### LISTED ENTRIES
— start —
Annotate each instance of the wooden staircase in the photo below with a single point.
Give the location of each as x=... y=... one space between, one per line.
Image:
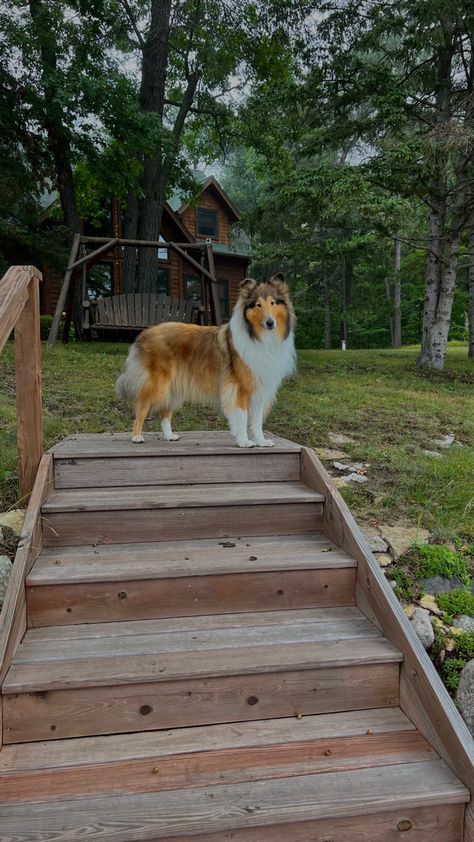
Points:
— end —
— start —
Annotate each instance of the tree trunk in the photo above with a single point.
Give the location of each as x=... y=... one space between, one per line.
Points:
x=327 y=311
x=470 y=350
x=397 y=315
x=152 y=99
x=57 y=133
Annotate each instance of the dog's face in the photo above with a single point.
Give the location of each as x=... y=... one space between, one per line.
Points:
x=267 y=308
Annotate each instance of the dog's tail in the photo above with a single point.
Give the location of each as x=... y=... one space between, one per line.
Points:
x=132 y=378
— end —
### STATED EXERCISE
Can you copy the entries verbatim, starting at the line that contains "Annotate each instance of the dog's tail" and ending at the line that contains "x=132 y=378"?

### TASK SOLUTION
Annotate each instance of the dog's tail in the photo above with a single point.
Give the location of each as x=... y=... one space between, one per line.
Points:
x=132 y=378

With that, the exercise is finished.